### [EXTRAIT DU DOCUMENT]
· · ·
Migrations et conflits en Afrique
Gilles Yabi analyse les évolutions stratégiques de l’Afrique contemporaine, notamment de l’Afrique de l’Ouest avec laquelle la France a des liens historiques particulièrement étroits. Le problème de l’Afrique n’est pas les frontières telles qu’elles sont, mais le fait que les États africains n’aient pas su développer leur économie pour donner à leur population des raisons de rester sur place. Or l’Afrique a d’importantes ressources naturelles et la compétition internationale pour les exploiter sera rude.
Pouvez-vous vous présenter et expliquer votre mission et le rôle de votre think tank Wathi ?
J’anime depuis son lancement en 2015 le think tank citoyen de l’Afrique de l’Ouest Wathi (www.wathi.org), qui a le statut d’une association à but non lucratif basée à Dakar au Sénégal. Avant cela, j’avais travaillé comme analyste politique principal, puis comme directeur pour l’Afrique de l’Ouest de l’International Crisis Group, une organisation internationale non gouvernementale dédiée à la prévention et la résolution des conflits armés. Citoyen béninois, né à Cotonou, je réside au Sénégal depuis près de vingt ans, après avoir passé une dizaine d’années en France pour mes études supérieures. Je suis titulaire d’un doctorat en économie du développement de l’université de Clermont-Ferrand (France).
Wathi, think tank citoyen de l’Afrique de l’Ouest, est une plateforme de réflexion collective sur les enjeux du présent et du futur de cette région. Même si la zone de concentration de Wathi est l’Afrique de l’Ouest et si nous ne manquons pas de souligner la grande diversité du continent, Wathi s’intéresse aussi à toutes les autres régions africaines, d’autant plus que les grands défis sont similaires. Wathi est né de la conviction que toutes les sociétés ont besoin d’une masse critique croissante d’hommes et de femmes qui, au-delà de leurs propres domaines de compétence et d’activité, s’intéressent aux questions d’intérêt général.
· · ·
### [DONNÉES AFFICHÉES]
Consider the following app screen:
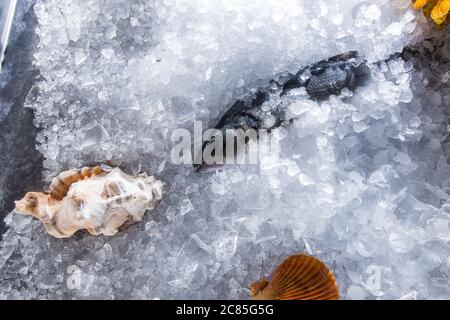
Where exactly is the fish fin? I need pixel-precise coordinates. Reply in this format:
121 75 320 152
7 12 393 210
268 254 339 300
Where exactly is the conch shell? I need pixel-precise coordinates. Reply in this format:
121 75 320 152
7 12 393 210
251 254 339 300
16 167 163 238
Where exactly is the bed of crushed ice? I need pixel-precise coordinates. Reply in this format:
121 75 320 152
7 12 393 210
0 0 450 299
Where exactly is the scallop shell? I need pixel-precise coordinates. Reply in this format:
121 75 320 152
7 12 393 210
16 167 163 238
251 254 339 300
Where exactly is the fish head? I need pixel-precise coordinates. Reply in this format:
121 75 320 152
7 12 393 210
14 192 47 215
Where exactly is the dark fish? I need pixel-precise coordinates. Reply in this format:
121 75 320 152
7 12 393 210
194 51 370 171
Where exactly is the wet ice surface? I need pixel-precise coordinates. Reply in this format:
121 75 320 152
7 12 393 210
0 0 450 299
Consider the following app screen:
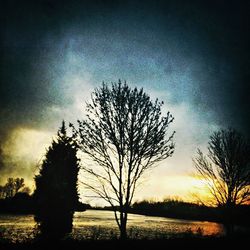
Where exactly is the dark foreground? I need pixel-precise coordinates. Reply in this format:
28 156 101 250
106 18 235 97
0 237 246 250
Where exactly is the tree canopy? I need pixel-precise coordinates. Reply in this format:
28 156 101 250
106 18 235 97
72 81 174 238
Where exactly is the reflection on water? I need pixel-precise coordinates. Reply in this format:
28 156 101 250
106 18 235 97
0 210 224 241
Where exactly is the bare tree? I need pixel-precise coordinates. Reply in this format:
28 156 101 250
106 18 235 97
194 129 250 207
71 81 174 239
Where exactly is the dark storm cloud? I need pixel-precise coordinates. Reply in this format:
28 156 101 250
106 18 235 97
0 0 250 177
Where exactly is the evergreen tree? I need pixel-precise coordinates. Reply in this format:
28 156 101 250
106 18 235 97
34 121 79 238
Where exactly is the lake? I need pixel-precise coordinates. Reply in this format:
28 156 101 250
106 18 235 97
0 210 224 242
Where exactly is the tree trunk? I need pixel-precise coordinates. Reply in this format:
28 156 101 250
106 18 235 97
120 215 127 240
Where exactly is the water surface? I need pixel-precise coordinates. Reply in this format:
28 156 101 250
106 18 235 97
0 210 224 241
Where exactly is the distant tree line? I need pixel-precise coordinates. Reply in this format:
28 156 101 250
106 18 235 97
130 199 250 225
0 178 30 199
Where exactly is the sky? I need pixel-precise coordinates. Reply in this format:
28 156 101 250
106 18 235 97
0 0 250 203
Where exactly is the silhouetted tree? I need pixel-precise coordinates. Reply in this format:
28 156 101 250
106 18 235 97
72 81 174 239
194 129 250 206
34 121 79 238
194 129 250 234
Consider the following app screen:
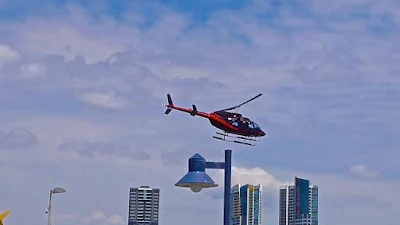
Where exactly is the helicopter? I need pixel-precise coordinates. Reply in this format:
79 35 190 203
164 93 266 146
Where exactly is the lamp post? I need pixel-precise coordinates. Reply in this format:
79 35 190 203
175 149 232 225
46 187 66 225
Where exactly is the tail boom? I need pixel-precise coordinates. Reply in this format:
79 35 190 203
165 94 210 118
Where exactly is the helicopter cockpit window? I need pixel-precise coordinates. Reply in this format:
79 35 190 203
252 122 261 129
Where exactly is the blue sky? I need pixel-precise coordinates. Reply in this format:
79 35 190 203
0 0 400 225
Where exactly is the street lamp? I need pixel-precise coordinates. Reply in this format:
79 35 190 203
175 149 232 225
46 187 66 225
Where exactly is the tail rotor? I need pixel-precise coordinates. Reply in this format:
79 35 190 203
165 94 174 114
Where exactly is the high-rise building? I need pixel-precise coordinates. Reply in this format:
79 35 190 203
128 186 160 225
230 184 262 225
279 177 318 225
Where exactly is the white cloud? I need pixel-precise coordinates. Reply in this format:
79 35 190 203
80 92 130 109
92 211 125 225
21 63 47 79
0 44 20 69
350 165 379 177
0 1 400 225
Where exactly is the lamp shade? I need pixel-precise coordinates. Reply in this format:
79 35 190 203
175 171 218 192
51 187 66 194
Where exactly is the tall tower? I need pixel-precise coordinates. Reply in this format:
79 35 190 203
230 184 262 225
279 177 318 225
128 186 160 225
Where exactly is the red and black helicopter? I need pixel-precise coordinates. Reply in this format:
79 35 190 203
165 94 265 146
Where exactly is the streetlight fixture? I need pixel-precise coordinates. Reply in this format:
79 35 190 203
46 187 67 225
175 149 232 225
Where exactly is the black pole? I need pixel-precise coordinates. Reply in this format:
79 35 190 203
224 149 232 225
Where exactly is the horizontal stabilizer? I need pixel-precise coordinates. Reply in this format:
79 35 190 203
190 105 197 116
165 108 172 114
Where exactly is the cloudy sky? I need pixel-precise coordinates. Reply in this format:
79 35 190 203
0 0 400 225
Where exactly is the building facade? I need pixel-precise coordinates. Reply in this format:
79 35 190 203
230 184 262 225
279 177 318 225
128 186 160 225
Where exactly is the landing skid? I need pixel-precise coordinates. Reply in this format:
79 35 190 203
· · ·
### [CONSIGNES]
#1 Traduisez en anglais cette phrase de l’extrait sur le think tank Wathi : « Je suis titulaire d’un doctorat en économie du développement de l’université de Clermont-Ferrand (France). »
#2 Reprenez l’extrait sur le think tank Wathi après sa dernière phrase et écrivez-en la suite.

### [RÉPONSES]
#1 I hold a doctorate in development economics from the University of Clermont-Ferrand (France).

#2
Comment les frontières géographiques, souvent héritées de la période coloniale, influencent-elles les dynamiques de migration et de conflit régionales en Afrique ?
Les frontières, en Afrique comme ailleurs, font naître les migrations d’un pays à l’autre, précisément parce qu’elles définissent le territoire sur lequel l’autorité d’un État est reconnue et au sein duquel les populations peuvent a priori se mouvoir librement. C’est le franchissement d’une frontière qui va faire la différence entre les migrations internes, des personnes qui se déplacent pour une multitude de raisons au sein de leur territoire national, et les migrations externes, même s’il s’agit juste d’aller s’installer plus ou moins durablement dans un pays voisin immédiat.
Depuis les indépendances proclamées dans les pays africains, les migrations font partie de la vie de ces nations en construction délicate – après un siècle ou plus de chamboulement de leurs structures politiques précoloniales. Il faut observer que, sous la colonisation française par exemple dans l’espace ouest-africain, des migrations ont été parfois encouragées et organisées d’un territoire à l’autre pour des raisons économiques, notamment pour affecter de la main‑d’œuvre à des zones d’exploitation agricole intense.
« Sous la colonisation française par exemple en Afrique de l’ouest, des migrations ont été parfois encouragées et organisées d’un territoire à l’autre pour des raisons économiques. »
Cela n’a pas changé après les décolonisations. Les populations des zones frontalières, par ailleurs identiques ou proches du point de vue de l’identité ethnique et culturelle, ont continué à bouger régulièrement pour leurs activités économiques, et parfois à s’installer dans le pays voisin, où elles se sentaient chez elles. Dans la période récente, on ne peut pas à mon avis attribuer la plupart des conflits aux frontières ; les disputes territoriales existent, mais elles ont rarement dégénéré en conflit sérieux.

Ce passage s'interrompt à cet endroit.